Exercise aim -
Could you write out the data that follows, exactly and in full?

Provided information -
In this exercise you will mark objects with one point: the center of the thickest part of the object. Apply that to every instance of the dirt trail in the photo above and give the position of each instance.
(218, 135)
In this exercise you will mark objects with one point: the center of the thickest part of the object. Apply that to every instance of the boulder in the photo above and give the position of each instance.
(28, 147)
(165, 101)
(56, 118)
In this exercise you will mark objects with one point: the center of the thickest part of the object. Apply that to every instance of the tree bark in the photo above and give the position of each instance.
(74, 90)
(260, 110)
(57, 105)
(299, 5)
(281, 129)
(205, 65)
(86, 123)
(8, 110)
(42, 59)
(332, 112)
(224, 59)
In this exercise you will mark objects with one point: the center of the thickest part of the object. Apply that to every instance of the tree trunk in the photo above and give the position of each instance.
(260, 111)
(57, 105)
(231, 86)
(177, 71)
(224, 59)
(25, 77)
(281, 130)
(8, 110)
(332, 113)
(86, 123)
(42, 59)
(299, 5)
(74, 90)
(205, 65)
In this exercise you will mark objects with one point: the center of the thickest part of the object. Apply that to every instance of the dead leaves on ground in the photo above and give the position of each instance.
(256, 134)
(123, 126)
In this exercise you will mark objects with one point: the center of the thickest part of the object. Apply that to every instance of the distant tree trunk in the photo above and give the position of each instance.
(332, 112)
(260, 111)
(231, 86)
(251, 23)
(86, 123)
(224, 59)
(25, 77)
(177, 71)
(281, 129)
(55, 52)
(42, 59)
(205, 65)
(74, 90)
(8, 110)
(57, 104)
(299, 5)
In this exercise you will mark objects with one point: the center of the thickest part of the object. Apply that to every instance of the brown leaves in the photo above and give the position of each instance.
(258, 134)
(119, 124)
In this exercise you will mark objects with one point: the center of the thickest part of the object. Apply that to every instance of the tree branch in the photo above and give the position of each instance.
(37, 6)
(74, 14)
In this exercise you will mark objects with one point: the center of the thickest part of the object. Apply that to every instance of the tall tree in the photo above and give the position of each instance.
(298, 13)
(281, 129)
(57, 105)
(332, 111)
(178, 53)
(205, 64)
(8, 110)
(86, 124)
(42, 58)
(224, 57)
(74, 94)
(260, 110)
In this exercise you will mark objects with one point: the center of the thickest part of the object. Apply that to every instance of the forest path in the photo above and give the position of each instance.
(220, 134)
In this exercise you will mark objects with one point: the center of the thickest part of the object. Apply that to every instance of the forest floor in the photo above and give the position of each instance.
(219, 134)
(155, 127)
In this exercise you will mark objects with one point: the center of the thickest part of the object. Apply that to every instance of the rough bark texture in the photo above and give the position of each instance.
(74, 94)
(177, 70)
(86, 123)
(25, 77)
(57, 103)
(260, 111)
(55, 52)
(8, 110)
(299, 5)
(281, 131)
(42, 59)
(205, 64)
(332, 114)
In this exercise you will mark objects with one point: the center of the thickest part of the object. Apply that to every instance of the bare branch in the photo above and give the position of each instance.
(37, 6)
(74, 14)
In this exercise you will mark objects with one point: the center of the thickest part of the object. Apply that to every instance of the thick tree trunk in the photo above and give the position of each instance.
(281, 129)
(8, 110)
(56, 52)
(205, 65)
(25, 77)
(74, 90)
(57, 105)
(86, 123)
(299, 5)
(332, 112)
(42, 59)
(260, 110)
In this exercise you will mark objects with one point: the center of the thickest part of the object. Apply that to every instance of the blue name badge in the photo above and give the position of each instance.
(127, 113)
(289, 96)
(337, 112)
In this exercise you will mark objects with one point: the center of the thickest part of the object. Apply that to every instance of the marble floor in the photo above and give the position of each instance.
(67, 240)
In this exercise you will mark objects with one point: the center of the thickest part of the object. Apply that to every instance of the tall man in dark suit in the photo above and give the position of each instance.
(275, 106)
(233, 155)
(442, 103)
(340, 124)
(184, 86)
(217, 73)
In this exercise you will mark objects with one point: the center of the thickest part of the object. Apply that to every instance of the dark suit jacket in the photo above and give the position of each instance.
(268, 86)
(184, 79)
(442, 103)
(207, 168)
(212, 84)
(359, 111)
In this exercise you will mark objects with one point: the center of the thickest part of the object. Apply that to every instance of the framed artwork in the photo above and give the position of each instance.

Answer for the task -
In this exercise you will mark objects with one point: the center of the thickest part of the object. Apply that to every instance of the dirt trail in the photo above and give the position of each instance.
(218, 135)
In this exercise you will mark objects with one point: the center of the thickest part of the object. Apply that to every instance of the boulder in the photo above and give the position of each instance.
(28, 147)
(165, 101)
(56, 118)
In this exercise you will mark objects with one point: the center of the thickest part of the object. Apply that to every instance of the tree bark in the photo above and give the position of each instance.
(74, 90)
(260, 110)
(57, 105)
(299, 5)
(281, 129)
(205, 65)
(86, 123)
(8, 110)
(42, 59)
(332, 112)
(224, 59)
In this exercise you will mark objects with one point: the center of the thickest part of the object. Apply that to every instance of the tree trunk in the photo above and give the position of each instance.
(260, 111)
(57, 105)
(231, 86)
(177, 71)
(224, 59)
(25, 77)
(281, 130)
(8, 110)
(332, 113)
(86, 123)
(42, 59)
(299, 5)
(74, 90)
(205, 65)
In this exercise you will mark objects with one point: the center of the thickest part of the object. Apply that to every instance of the dead leaves on ground in the photo above and give the position of each instance.
(256, 134)
(123, 126)
In this exercise you will mark objects with one point: the center of the thickest part of the object. Apply that to every instance of the distant tree trunk in the photo above and give the position of each instance.
(332, 112)
(260, 111)
(231, 86)
(251, 23)
(86, 123)
(224, 59)
(25, 77)
(177, 71)
(281, 129)
(55, 52)
(42, 59)
(205, 65)
(74, 90)
(8, 110)
(57, 104)
(299, 5)
In this exercise you will mark objects with one point: the center of the thickest part of the object. Apply that to every instance of the brown leaves in the photo above and give the position of each instance.
(258, 134)
(119, 124)
In this exercise you will mark objects with one point: the center of the thickest part of the object. Apply that to every instance of the tree branch in the photo above and give the position of each instance.
(37, 6)
(74, 14)
In this exercise you will mark objects with one point: the center of the thickest part of the object. Apply that to every instance of the tall tree in the photo above and give the position of each instance.
(298, 13)
(281, 129)
(57, 105)
(332, 111)
(178, 53)
(205, 64)
(8, 110)
(86, 124)
(42, 58)
(224, 57)
(74, 94)
(260, 110)
In this exercise you will mark objects with one point: the center of the thickest part of the object. Apply that to every instance of the forest path in the photo above and give the position of each instance.
(220, 134)
In this exercise you will mark objects with one point: the center of the thickest part of the object. Apply that to every instance of the forest floor in the photo above and give the position of each instance.
(219, 134)
(155, 127)
In this exercise you will mark objects with one point: the center of the thickest part of the object. Apply that to every instance of the rough bark texture in the photo above and give the position of each instance.
(74, 94)
(177, 70)
(86, 123)
(25, 77)
(57, 103)
(260, 111)
(55, 52)
(8, 110)
(299, 5)
(281, 131)
(42, 59)
(205, 64)
(332, 114)
In this exercise you will mark objects with one point: the center of the thickest part of the object. Apply that to every instance of the bare branch in the photo above and give the position of each instance.
(37, 6)
(74, 14)
In this exercise you will mark objects with one point: the center of the thickest part of the object. Apply that to every instance of the thick tree trunk in the photo above and give the position of each instance.
(281, 129)
(8, 110)
(56, 52)
(205, 65)
(25, 77)
(74, 90)
(57, 105)
(86, 123)
(299, 5)
(332, 112)
(42, 59)
(260, 110)
In this exercise you will mark objects with one point: the center of the thickest part of the object. Apply that to every instance of the blue name badge in the photo above and give the position of each instance.
(127, 113)
(289, 96)
(337, 112)
In this exercise you will mark objects with one point: the center of the thickest part of the object. Apply that to every instance of the marble floor in the photo above and give the position of each instance.
(67, 240)
In this exercise you will mark objects with one point: the center of the thickest part of the object. Apply that to every instance of the tall man in dark suit in the photo above and give the position of each instance.
(275, 106)
(233, 155)
(442, 103)
(340, 124)
(184, 86)
(217, 73)
In this exercise you will mark objects with one point: the center of the thickest part of the object. Apply that to every instance of the dark suit jacket in the photo above and give the position of each instance.
(268, 86)
(184, 79)
(442, 103)
(207, 168)
(212, 84)
(359, 111)
In this exercise you will mark objects with one point: the center of the thickest part of the object. Apply that to every instance of the framed artwork in the photo above and give the position of each instance.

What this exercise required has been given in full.